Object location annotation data
————————

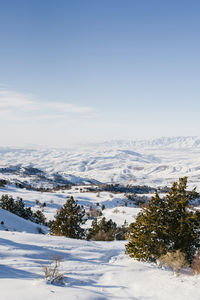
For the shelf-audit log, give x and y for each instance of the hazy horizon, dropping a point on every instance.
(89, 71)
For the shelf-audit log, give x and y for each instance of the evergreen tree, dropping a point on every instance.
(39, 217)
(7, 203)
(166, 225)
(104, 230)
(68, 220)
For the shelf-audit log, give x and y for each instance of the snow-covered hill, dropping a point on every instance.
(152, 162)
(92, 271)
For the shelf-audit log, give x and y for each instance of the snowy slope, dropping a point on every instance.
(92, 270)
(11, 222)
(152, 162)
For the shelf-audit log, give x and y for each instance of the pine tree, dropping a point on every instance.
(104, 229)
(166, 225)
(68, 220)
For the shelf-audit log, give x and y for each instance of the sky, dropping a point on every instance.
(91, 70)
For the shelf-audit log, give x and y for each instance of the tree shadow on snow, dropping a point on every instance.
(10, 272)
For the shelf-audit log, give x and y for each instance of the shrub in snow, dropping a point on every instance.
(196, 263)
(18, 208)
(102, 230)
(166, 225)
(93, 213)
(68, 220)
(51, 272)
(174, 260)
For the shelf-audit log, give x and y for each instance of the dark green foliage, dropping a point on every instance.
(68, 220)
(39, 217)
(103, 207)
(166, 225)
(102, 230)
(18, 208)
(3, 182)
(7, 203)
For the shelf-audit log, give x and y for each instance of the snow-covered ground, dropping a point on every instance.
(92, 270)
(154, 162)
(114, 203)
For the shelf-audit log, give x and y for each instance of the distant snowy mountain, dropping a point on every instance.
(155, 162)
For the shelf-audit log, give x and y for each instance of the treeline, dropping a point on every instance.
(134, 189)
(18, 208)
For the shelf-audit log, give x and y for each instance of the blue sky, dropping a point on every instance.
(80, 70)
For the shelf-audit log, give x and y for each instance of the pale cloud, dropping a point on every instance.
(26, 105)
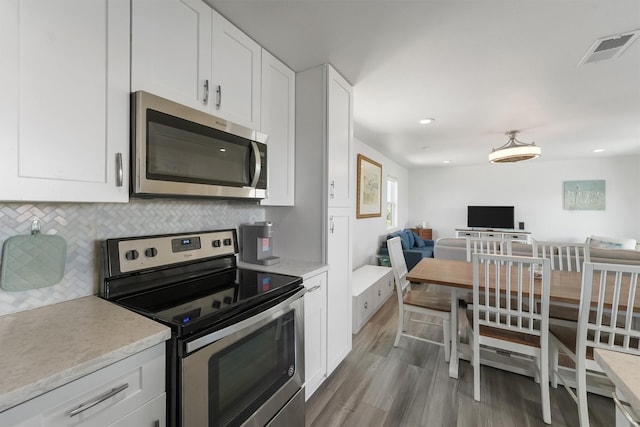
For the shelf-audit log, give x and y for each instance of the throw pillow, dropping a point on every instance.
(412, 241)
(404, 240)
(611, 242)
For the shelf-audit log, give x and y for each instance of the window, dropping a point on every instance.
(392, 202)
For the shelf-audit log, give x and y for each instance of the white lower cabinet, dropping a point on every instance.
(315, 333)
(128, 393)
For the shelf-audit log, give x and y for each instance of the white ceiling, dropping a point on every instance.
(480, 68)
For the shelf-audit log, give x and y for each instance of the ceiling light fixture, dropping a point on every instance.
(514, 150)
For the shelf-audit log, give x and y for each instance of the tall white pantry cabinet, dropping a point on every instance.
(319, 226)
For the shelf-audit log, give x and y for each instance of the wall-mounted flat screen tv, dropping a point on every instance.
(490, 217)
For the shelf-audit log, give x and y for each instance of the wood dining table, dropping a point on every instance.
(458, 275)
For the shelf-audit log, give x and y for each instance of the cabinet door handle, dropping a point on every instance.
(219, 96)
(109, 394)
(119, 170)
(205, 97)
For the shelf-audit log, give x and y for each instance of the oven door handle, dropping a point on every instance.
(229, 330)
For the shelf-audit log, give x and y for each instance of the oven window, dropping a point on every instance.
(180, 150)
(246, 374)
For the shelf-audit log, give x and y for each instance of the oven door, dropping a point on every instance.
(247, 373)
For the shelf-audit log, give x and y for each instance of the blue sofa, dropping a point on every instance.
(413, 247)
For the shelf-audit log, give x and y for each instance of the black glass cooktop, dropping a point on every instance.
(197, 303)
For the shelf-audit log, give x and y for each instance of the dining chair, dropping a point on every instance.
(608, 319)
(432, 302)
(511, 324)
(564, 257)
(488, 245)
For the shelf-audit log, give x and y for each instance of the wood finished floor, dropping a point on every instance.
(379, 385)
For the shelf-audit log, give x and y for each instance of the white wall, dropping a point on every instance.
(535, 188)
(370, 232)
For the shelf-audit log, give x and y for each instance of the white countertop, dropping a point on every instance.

————————

To be done:
Rewrite the stretch from the line containing "wall, dropping a point on every instance." through the end of the records, changing every "white" to "cream" and leaving everything else unchanged.

Full solution:
For the shelf-audit log, give x and y for each instance of the cream wall, dropping a point on every instance.
(535, 188)
(370, 232)
For the shelf-audit log, give x and y for each instance of the cream countertop, dropping a point on every instance.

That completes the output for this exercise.